** RECORDS FOR THE EXERCISE follows **

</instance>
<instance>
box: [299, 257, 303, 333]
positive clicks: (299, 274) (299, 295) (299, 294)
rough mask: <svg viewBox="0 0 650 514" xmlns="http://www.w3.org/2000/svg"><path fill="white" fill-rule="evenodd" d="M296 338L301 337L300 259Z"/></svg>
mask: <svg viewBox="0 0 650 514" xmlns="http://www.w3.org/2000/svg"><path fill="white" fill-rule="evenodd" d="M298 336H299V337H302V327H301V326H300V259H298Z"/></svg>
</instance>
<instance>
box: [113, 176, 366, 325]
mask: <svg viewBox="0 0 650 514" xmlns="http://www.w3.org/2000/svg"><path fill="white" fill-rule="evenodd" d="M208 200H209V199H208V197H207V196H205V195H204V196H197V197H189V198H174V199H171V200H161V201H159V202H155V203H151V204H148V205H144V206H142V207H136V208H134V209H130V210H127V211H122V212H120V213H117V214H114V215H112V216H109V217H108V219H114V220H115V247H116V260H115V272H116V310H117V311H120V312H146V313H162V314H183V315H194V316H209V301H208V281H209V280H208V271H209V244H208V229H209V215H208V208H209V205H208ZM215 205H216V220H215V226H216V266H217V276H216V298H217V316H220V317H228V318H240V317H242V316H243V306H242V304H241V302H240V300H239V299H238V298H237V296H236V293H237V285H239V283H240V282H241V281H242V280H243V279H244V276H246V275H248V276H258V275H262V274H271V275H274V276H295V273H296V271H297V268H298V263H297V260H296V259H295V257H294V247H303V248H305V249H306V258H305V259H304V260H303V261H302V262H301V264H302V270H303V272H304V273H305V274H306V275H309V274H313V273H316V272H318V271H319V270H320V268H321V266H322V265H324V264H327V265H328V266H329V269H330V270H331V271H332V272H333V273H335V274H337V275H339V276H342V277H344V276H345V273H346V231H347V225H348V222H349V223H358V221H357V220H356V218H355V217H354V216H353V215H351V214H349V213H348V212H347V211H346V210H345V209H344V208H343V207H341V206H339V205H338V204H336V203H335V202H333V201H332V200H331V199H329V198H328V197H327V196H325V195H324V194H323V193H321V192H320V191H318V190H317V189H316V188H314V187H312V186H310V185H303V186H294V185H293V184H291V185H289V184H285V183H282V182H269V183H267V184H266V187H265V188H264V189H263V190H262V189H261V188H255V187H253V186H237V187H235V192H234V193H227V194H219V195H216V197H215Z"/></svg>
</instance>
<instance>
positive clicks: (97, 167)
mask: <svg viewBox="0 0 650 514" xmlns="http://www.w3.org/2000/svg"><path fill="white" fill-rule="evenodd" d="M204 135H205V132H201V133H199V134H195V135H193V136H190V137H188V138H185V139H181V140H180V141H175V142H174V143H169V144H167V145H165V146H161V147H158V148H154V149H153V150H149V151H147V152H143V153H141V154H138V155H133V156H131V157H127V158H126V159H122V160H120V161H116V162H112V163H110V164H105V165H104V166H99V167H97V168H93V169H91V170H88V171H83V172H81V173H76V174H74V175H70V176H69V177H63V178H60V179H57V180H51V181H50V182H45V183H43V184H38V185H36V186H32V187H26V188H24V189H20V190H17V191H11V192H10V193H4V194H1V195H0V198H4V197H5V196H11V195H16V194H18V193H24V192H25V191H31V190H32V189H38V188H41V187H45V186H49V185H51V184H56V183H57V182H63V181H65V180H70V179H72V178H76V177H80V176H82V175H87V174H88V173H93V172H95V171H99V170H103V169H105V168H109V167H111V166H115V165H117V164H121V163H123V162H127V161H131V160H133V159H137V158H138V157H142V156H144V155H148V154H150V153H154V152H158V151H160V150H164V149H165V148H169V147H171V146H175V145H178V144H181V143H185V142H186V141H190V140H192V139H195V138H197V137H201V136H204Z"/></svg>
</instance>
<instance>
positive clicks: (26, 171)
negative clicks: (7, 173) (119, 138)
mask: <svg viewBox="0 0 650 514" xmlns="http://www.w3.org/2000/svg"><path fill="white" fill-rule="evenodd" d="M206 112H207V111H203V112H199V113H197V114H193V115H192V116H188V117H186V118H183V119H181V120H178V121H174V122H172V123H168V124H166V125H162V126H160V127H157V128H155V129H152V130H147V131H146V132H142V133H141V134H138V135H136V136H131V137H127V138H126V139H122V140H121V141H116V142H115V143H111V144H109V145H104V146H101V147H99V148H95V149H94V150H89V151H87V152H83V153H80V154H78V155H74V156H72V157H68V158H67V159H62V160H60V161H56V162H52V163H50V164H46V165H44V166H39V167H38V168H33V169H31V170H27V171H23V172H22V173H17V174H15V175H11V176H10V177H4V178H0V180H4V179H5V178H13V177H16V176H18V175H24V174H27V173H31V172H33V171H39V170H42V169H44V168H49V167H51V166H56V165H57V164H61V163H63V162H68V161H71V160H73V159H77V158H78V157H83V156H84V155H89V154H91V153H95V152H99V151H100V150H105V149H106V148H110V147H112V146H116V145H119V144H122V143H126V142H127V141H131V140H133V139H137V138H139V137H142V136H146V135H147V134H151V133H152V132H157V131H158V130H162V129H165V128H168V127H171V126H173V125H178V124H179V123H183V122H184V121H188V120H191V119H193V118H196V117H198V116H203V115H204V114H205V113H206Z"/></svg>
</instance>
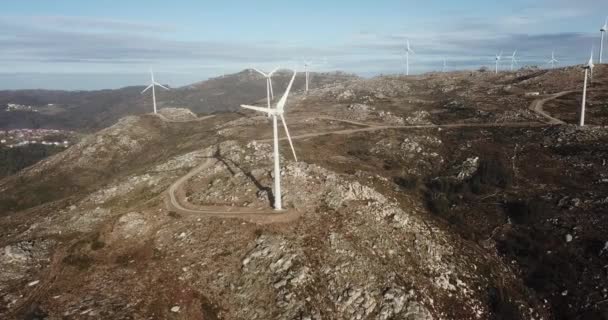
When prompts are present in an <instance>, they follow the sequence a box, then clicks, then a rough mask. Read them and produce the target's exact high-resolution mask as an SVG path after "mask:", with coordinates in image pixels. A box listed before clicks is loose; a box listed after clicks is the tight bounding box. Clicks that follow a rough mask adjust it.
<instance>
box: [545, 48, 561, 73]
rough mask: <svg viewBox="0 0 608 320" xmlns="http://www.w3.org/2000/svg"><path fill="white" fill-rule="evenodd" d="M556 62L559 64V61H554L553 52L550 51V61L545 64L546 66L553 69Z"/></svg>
mask: <svg viewBox="0 0 608 320" xmlns="http://www.w3.org/2000/svg"><path fill="white" fill-rule="evenodd" d="M556 62H559V61H557V59H555V51H551V60H549V62H547V64H550V65H551V69H555V63H556Z"/></svg>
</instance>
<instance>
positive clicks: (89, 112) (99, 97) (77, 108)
mask: <svg viewBox="0 0 608 320" xmlns="http://www.w3.org/2000/svg"><path fill="white" fill-rule="evenodd" d="M288 77H289V75H288V74H287V73H286V72H279V73H277V74H276V75H275V76H274V77H273V82H274V85H275V88H276V90H278V91H280V90H282V89H283V88H284V86H285V85H286V84H285V82H286V81H287V80H288ZM355 78H356V77H355V76H353V75H348V74H343V73H311V83H312V88H318V87H322V86H326V85H328V84H332V83H336V82H340V81H345V80H351V79H355ZM303 87H304V76H303V75H300V76H298V81H296V83H295V85H294V88H295V89H296V90H301V89H302V88H303ZM143 88H144V87H127V88H122V89H118V90H100V91H75V92H70V91H46V90H20V91H0V109H2V110H0V129H13V128H53V129H69V130H77V131H95V130H98V129H101V128H104V127H107V126H110V125H112V124H113V123H115V122H116V121H117V120H118V119H120V118H122V117H124V116H127V115H135V114H142V113H147V112H150V110H151V104H152V101H151V99H152V98H151V97H150V95H141V94H140V92H141V90H142V89H143ZM265 96H266V82H265V80H264V79H263V78H262V77H261V76H260V75H259V74H257V73H254V72H251V70H244V71H242V72H240V73H236V74H231V75H226V76H225V77H220V78H213V79H209V80H207V81H203V82H200V83H197V84H193V85H189V86H186V87H182V88H175V89H172V90H171V91H164V90H162V89H161V90H158V91H157V100H158V105H159V107H160V108H163V107H180V108H187V109H190V110H191V111H193V112H195V113H199V114H200V113H217V112H229V111H235V110H237V109H238V108H239V104H240V103H254V102H255V101H258V100H260V99H262V98H264V97H265ZM8 104H19V105H25V106H32V107H34V108H35V109H36V110H37V111H38V112H30V111H10V112H9V111H7V110H5V107H6V106H7V105H8Z"/></svg>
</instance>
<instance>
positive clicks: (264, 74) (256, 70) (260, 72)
mask: <svg viewBox="0 0 608 320" xmlns="http://www.w3.org/2000/svg"><path fill="white" fill-rule="evenodd" d="M253 70H255V71H256V72H257V73H259V74H261V75H263V76H264V77H268V75H267V74H265V73H264V72H262V71H260V69H258V68H253Z"/></svg>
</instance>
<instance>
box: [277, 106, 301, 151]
mask: <svg viewBox="0 0 608 320" xmlns="http://www.w3.org/2000/svg"><path fill="white" fill-rule="evenodd" d="M281 122H283V128H285V133H286V134H287V141H289V146H290V147H291V152H293V158H294V159H295V160H296V162H297V161H298V156H296V149H294V147H293V143H292V142H291V136H290V135H289V129H287V123H285V117H283V114H282V113H281Z"/></svg>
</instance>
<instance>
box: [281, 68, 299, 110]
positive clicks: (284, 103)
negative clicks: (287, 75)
mask: <svg viewBox="0 0 608 320" xmlns="http://www.w3.org/2000/svg"><path fill="white" fill-rule="evenodd" d="M296 74H297V71H295V70H294V71H293V76H292V77H291V81H289V85H288V86H287V90H285V93H284V94H283V96H282V97H281V100H279V103H277V110H278V111H279V112H280V113H282V112H283V110H284V109H285V102H287V96H288V95H289V91H291V86H292V85H293V81H294V80H295V79H296Z"/></svg>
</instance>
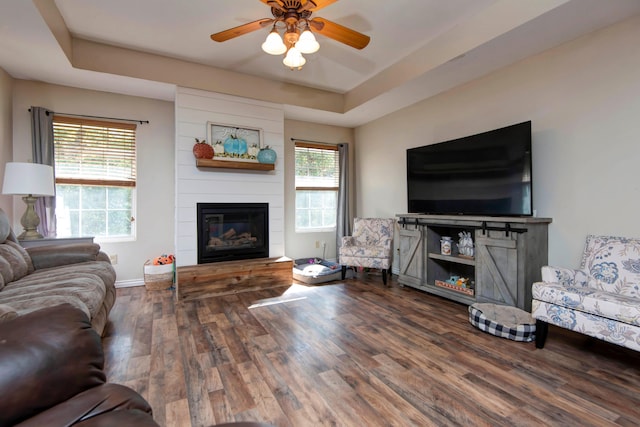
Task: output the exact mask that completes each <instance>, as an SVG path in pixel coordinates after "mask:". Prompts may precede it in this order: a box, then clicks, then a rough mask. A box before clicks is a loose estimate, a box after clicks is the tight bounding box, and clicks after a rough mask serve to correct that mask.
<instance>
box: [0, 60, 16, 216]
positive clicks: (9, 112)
mask: <svg viewBox="0 0 640 427" xmlns="http://www.w3.org/2000/svg"><path fill="white" fill-rule="evenodd" d="M12 103H13V79H12V78H11V76H10V75H9V74H7V73H6V72H5V71H4V70H3V69H2V68H0V193H2V190H1V189H2V183H3V180H4V164H5V163H6V162H8V161H10V160H11V158H12V157H13V142H12V140H11V139H12V129H13V123H12V117H13V111H12ZM0 209H2V210H3V211H5V212H6V214H7V215H8V216H9V219H11V218H12V216H13V197H12V196H4V195H2V194H0Z"/></svg>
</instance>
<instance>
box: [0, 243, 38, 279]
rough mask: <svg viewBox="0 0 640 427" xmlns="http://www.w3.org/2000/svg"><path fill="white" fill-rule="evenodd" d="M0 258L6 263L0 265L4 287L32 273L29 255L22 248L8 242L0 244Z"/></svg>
mask: <svg viewBox="0 0 640 427" xmlns="http://www.w3.org/2000/svg"><path fill="white" fill-rule="evenodd" d="M0 258H2V259H3V260H4V261H6V262H2V263H0V274H1V275H2V278H3V279H4V284H5V285H6V284H8V283H9V282H12V281H14V280H18V279H20V278H22V277H24V276H26V275H27V274H29V273H31V272H32V271H33V264H32V263H31V258H30V257H29V254H28V253H27V252H26V251H25V249H24V248H23V247H22V246H20V245H19V244H17V243H15V242H12V241H10V240H7V241H6V242H4V243H2V244H0Z"/></svg>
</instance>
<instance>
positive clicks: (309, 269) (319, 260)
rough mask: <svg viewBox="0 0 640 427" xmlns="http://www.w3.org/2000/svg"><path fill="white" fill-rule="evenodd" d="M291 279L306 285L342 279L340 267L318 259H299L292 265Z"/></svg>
mask: <svg viewBox="0 0 640 427" xmlns="http://www.w3.org/2000/svg"><path fill="white" fill-rule="evenodd" d="M293 278H294V279H296V280H298V281H300V282H302V283H306V284H308V285H315V284H318V283H325V282H331V281H332V280H339V279H341V278H342V266H341V265H340V264H337V263H335V262H331V261H326V260H323V259H320V258H300V259H297V260H295V262H294V264H293Z"/></svg>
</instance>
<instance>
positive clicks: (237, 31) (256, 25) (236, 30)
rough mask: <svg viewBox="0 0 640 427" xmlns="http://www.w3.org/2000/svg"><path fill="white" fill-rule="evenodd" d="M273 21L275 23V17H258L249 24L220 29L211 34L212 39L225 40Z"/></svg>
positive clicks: (250, 30)
mask: <svg viewBox="0 0 640 427" xmlns="http://www.w3.org/2000/svg"><path fill="white" fill-rule="evenodd" d="M271 23H273V19H271V18H264V19H258V20H257V21H253V22H249V23H248V24H243V25H239V26H237V27H233V28H229V29H228V30H224V31H220V32H219V33H215V34H211V39H212V40H214V41H217V42H224V41H227V40H230V39H233V38H235V37H238V36H242V35H244V34H247V33H250V32H252V31H256V30H259V29H261V28H264V27H266V26H268V25H270V24H271Z"/></svg>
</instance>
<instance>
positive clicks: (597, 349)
mask: <svg viewBox="0 0 640 427" xmlns="http://www.w3.org/2000/svg"><path fill="white" fill-rule="evenodd" d="M381 282H382V281H381V279H380V277H379V276H375V275H372V276H370V277H369V279H366V277H365V278H364V280H358V279H349V280H345V281H343V282H334V284H331V285H325V286H316V287H313V286H311V287H305V286H302V285H295V284H294V285H292V286H290V287H282V288H277V289H269V290H263V291H251V292H243V293H238V294H234V295H226V296H219V297H213V298H205V299H197V300H193V301H182V302H176V301H175V297H174V295H173V294H172V292H171V291H155V292H147V291H146V290H145V289H144V287H137V288H122V289H118V292H117V300H116V305H115V306H114V308H113V310H112V312H111V314H110V319H111V322H110V323H109V325H108V326H107V331H106V335H105V337H104V341H103V343H104V348H105V356H106V371H107V377H108V380H109V381H112V382H117V383H122V384H126V385H128V386H130V387H132V388H134V389H135V390H137V391H138V392H140V393H141V394H142V395H143V396H144V397H145V398H146V399H147V400H148V401H149V403H150V404H151V406H152V407H153V410H154V418H155V419H156V421H157V422H158V423H160V424H161V425H163V426H190V425H191V426H209V425H212V424H216V423H223V422H231V421H262V422H268V423H272V424H274V425H276V426H296V427H297V426H430V425H437V426H455V425H460V426H502V425H504V426H534V425H535V426H540V425H558V426H560V425H561V426H568V425H579V426H605V425H622V426H631V425H634V426H637V425H640V353H637V352H633V351H631V350H627V349H624V348H621V347H618V346H615V345H610V344H607V343H604V342H600V341H597V340H593V339H590V338H588V337H585V336H583V335H580V334H576V333H571V332H569V331H564V330H562V329H559V328H555V327H550V328H549V337H548V339H547V344H546V346H545V348H544V349H542V350H537V349H536V348H535V346H534V344H533V343H518V342H514V341H509V340H506V339H502V338H497V337H493V336H491V335H488V334H485V333H483V332H480V331H478V330H477V329H475V328H474V327H472V326H471V325H470V324H469V322H468V318H467V307H466V306H464V305H461V304H458V303H454V302H451V301H448V300H446V299H442V298H439V297H436V296H432V295H428V294H425V293H423V292H420V291H417V290H414V289H411V288H408V287H407V288H400V287H398V285H397V284H396V283H395V282H394V281H391V285H392V286H391V287H390V288H385V287H383V286H382V283H381Z"/></svg>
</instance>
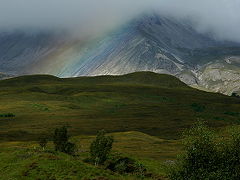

** End of RECORDS FOR THE EXERCISE **

> **BRIEF**
When a line in the data above contains the string "after", copy that line.

> **ANSWER AREA**
When prompts are present in an <instance>, they follow the sequence a box, then clicks, then a rough mask. Read them and produce the target's exact high-resolution mask as an SVG path after "mask:", with coordinates in image pixels. A box listed before clicks is loose; a box listed after clicks is the tight bounding box. Clicks that follow a rough mask adjust it.
Task: output the exact mask that completes each <instance>, as an SVG path in pixel coordinates after "mask:". Prompts may precede it in this order: a box, then clicks, then a rough mask. A box before clicks is a loose estimate, a box after clicks is the tight bounding box, and clicks after a rough mask serve to correct that mask.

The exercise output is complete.